▸ **WHAT TO DO**
Reproduce exactly the lines from the one containing "[point] every instance of the airplane tail" through the last line of the records below, both included, and nothing else.

▸ **DATA TO PROCESS**
####

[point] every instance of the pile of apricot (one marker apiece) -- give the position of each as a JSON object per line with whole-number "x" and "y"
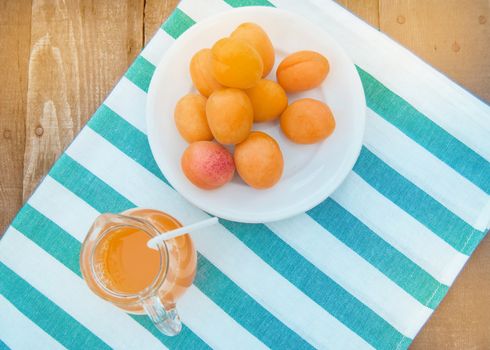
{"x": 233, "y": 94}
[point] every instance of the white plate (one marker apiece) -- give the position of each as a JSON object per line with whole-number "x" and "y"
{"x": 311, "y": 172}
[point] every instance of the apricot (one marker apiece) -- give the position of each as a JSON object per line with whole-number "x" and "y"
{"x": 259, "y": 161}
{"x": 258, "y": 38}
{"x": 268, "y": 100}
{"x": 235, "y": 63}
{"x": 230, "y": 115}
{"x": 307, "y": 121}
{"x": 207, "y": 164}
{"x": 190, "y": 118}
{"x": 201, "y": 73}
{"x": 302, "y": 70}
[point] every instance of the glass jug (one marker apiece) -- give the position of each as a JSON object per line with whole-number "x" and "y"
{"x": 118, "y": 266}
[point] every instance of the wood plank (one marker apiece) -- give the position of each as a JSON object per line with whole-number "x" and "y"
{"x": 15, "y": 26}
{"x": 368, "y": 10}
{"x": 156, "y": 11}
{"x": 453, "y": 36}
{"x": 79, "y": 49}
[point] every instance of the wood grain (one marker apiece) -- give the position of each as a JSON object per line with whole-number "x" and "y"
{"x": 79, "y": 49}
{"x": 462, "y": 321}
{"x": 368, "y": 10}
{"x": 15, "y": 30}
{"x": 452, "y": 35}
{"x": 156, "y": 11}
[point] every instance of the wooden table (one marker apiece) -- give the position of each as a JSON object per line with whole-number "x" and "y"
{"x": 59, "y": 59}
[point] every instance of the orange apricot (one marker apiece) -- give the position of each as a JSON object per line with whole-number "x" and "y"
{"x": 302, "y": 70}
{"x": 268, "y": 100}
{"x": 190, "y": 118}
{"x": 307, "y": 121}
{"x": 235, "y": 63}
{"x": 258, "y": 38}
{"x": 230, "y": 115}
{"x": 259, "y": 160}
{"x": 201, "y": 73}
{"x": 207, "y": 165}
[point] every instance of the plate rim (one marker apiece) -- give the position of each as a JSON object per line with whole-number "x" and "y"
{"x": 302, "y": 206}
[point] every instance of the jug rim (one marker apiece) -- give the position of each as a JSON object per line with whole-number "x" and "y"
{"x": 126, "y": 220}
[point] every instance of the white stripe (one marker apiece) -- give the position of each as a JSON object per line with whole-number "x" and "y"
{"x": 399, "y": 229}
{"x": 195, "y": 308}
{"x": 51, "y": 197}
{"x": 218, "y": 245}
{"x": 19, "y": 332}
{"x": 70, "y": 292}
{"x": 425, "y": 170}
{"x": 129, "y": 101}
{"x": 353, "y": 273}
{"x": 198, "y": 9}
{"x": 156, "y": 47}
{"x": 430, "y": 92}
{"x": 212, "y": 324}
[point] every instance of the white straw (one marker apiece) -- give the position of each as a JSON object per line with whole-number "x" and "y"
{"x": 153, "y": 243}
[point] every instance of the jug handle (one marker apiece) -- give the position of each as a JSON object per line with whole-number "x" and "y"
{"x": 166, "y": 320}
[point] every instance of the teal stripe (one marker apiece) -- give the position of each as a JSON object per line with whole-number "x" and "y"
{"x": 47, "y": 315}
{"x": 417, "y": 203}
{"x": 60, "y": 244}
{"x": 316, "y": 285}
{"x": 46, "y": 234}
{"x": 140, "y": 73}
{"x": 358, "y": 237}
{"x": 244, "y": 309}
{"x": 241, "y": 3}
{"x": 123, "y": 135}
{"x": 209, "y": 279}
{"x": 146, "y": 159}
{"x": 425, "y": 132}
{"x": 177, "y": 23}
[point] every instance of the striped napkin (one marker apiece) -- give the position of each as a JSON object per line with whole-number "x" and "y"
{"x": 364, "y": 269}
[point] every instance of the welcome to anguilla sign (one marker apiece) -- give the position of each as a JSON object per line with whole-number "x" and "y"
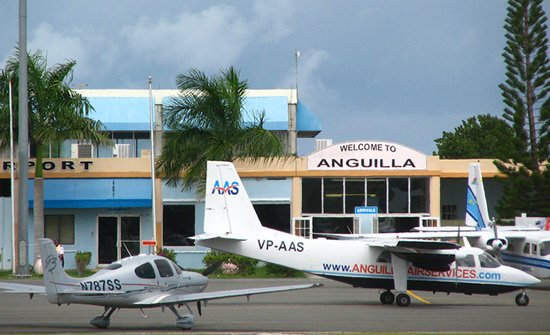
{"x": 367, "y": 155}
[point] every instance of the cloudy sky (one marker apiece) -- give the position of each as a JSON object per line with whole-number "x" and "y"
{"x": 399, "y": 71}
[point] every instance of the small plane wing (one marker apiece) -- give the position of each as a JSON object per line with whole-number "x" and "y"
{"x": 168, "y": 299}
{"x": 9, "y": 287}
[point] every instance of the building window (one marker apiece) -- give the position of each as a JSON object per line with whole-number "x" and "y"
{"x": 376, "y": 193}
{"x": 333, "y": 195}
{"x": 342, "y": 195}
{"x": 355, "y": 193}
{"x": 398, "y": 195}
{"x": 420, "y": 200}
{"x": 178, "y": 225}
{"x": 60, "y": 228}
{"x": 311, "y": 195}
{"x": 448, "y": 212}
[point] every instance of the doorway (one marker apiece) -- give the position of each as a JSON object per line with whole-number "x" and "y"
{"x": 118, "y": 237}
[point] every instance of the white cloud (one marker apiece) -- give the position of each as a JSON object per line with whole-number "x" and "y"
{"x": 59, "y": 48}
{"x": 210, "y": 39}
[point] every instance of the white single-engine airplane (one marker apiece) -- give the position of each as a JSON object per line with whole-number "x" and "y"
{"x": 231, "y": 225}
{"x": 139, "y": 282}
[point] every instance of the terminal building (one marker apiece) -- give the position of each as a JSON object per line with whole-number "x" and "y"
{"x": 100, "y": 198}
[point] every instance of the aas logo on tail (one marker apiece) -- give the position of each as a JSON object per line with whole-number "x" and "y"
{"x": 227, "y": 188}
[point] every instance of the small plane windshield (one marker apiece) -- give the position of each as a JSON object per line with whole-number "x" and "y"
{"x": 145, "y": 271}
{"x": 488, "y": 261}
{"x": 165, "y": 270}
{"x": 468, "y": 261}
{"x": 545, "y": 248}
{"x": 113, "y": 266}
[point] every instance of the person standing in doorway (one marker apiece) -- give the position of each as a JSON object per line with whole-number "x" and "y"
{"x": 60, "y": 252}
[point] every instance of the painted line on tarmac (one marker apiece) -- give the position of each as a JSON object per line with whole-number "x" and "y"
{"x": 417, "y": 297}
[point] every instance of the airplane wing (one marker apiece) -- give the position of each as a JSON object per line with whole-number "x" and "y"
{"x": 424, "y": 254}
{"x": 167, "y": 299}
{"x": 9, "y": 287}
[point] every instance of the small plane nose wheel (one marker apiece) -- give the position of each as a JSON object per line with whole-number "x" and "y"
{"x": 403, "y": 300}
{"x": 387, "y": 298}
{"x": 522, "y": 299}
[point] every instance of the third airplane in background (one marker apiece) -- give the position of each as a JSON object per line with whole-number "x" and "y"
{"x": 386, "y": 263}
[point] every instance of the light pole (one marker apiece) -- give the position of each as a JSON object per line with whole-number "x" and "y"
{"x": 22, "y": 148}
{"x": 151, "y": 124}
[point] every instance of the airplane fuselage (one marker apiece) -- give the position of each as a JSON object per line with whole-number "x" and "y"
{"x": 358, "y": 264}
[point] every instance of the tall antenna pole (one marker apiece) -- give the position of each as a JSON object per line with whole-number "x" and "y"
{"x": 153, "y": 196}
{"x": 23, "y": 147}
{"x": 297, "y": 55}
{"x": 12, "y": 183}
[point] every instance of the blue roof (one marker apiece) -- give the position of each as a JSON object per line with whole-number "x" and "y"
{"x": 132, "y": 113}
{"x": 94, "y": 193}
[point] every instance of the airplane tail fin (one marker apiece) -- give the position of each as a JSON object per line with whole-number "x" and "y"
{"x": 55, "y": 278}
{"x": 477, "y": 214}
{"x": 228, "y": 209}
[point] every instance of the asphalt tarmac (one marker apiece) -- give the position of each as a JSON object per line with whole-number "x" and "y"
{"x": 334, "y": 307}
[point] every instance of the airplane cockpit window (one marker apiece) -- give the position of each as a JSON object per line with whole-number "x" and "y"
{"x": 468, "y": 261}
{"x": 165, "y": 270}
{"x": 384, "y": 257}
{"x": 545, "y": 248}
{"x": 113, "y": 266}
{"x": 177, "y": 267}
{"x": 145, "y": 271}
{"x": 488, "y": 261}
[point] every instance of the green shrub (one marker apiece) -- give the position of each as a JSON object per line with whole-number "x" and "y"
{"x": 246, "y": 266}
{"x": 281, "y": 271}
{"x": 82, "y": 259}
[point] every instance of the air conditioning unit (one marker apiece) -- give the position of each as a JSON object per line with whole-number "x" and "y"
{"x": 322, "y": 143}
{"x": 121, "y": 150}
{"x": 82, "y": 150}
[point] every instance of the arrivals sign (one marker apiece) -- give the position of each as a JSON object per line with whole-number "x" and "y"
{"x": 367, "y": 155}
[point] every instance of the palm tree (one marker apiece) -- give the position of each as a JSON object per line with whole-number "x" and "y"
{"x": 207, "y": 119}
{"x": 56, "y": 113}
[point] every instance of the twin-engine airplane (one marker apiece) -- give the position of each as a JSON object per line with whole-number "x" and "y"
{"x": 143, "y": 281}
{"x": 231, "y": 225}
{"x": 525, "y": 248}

####

▸ **ANSWER FOR THE TASK**
[point] every instance of the airplane tail fin (one marker apiece) -- give the position of each as a JSON object per line with whole-number "x" and "y"
{"x": 55, "y": 278}
{"x": 477, "y": 214}
{"x": 228, "y": 209}
[point] every instance of the asphalt tarmac (one marker apiece) -- give the position of each as a JSON object per line with whole-number "x" and "y"
{"x": 334, "y": 307}
[point] every instance of the airplane cockpit window (one marker apiece) -- give the position of each as a JSON object per line with whole-number "x" and "y"
{"x": 468, "y": 261}
{"x": 165, "y": 270}
{"x": 384, "y": 257}
{"x": 545, "y": 248}
{"x": 113, "y": 266}
{"x": 177, "y": 267}
{"x": 145, "y": 271}
{"x": 488, "y": 261}
[point] every instance of the green shrub (one marker apiece) -- give the position of each as a JSON object per line with whole-number "x" and "y"
{"x": 246, "y": 266}
{"x": 281, "y": 271}
{"x": 82, "y": 259}
[point] every instance of the air conditioning unit (one marker apiece) -- give the position of each as a JSON object per line with whole-number "x" and "y"
{"x": 322, "y": 143}
{"x": 121, "y": 150}
{"x": 82, "y": 150}
[point] every instance of the arrivals sign (one marker apiece) -- give the position of each as a JSON object per line with whole-number "x" and "y"
{"x": 367, "y": 155}
[point] every instance of the palm tree (one marker apiece) -- give the position of each as a JSON object per line with whole-number "x" and "y"
{"x": 207, "y": 119}
{"x": 56, "y": 113}
[point] every instance of the twin-engine airplane (one marker apiece) -- give the position of each as a JSON object per line with whole-number "x" and "y"
{"x": 143, "y": 281}
{"x": 231, "y": 225}
{"x": 525, "y": 248}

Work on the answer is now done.